■ **Stated goal**: Scale the material below, from the line with "Label the pink" up to and including its final line. Reproduce only those lines, keeping each request unchanged, and multiply every point coordinate in the answers by 0.95, rounding to whole numbers with halves rounded up.

■ **Material for this exercise**:
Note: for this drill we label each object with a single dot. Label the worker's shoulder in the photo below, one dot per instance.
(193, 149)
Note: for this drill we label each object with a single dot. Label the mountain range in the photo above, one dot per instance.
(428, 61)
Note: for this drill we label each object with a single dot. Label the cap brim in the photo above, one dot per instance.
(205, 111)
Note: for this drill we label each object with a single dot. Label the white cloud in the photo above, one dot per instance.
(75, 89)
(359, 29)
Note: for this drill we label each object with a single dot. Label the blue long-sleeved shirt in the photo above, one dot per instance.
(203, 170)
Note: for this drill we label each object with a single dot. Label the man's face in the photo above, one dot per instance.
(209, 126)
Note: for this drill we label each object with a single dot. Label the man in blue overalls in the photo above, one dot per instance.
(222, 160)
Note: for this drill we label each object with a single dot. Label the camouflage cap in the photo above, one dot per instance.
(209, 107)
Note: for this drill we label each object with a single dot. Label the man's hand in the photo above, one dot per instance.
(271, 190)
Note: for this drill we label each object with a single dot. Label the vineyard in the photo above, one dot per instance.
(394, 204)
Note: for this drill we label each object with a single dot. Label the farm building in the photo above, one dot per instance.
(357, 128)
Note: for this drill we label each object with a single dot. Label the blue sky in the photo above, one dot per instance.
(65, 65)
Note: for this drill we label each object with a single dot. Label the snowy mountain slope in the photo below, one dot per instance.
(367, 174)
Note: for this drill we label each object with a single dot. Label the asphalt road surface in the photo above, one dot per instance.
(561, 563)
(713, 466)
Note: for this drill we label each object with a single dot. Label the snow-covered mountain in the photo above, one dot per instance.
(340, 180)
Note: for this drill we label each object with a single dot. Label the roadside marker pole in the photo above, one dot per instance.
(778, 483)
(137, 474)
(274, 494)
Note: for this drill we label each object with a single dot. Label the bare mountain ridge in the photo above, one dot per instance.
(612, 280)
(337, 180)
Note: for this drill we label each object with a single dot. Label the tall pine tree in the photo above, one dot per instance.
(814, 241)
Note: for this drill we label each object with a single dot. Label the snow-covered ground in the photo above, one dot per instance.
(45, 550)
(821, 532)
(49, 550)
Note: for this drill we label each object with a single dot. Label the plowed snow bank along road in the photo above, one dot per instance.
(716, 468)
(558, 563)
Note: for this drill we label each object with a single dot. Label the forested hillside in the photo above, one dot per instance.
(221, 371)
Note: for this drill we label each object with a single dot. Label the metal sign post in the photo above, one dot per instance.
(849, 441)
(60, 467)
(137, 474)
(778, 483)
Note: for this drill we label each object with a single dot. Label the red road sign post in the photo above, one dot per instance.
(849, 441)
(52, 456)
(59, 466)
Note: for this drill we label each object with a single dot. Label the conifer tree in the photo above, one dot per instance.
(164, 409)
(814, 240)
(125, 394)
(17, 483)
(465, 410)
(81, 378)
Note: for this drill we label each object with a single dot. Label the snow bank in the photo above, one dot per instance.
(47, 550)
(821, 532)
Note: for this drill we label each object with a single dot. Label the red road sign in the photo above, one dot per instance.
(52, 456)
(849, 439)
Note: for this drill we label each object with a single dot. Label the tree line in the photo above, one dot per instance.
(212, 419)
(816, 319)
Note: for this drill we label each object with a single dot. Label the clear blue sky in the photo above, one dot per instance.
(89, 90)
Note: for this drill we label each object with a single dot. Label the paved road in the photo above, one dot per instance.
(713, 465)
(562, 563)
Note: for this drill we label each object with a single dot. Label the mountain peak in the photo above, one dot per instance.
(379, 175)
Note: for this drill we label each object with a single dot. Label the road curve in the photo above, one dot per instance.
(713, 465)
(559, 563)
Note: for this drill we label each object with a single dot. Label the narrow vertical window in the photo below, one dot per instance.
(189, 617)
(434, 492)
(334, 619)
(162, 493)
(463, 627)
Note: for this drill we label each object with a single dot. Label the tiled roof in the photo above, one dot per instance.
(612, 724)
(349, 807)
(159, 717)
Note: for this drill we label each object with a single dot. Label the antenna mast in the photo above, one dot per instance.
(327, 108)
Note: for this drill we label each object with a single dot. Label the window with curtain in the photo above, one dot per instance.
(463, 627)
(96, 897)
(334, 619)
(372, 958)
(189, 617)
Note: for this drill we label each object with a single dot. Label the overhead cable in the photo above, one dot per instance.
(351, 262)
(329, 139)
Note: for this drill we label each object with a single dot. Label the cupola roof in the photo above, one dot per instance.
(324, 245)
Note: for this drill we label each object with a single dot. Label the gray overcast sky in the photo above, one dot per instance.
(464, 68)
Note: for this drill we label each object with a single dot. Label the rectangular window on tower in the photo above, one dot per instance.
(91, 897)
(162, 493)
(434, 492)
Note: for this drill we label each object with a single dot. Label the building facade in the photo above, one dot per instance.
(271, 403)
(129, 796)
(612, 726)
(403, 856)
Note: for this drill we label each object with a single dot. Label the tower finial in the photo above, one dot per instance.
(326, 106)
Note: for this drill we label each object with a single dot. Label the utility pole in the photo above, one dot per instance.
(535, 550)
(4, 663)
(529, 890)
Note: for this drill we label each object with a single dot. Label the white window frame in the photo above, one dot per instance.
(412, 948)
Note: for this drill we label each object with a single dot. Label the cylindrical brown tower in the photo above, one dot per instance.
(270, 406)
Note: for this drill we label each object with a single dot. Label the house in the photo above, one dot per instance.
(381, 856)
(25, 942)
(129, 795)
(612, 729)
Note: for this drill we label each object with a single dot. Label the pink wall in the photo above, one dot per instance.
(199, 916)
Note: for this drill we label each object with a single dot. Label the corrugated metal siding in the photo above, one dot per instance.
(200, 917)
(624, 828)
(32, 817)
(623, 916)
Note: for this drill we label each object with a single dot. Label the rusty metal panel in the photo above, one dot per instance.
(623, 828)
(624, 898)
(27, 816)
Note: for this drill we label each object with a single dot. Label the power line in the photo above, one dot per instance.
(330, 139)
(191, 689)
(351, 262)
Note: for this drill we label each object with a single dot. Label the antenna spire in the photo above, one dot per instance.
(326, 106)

■ **Reply**:
Note: for this drill we label each object with a single dot. Label the pink wall in the photo above, one dot per instance.
(189, 870)
Note: for this drill we label each object with a single dot. Label the corrugated metal siding in the photo above, one dot per instance.
(190, 871)
(593, 787)
(30, 776)
(592, 870)
Note: for this drill we label each object with a single dot. Label the rusty metal panel in the photo above, one dot per instance.
(592, 787)
(593, 853)
(26, 775)
Note: for this drill we label each object with a single dot. Label the power line in the photo above, one dot per instance.
(314, 132)
(181, 655)
(333, 249)
Note: for this drill we label each object with a single dot. Label the antenna spire in the photo above, one dot per instance.
(310, 101)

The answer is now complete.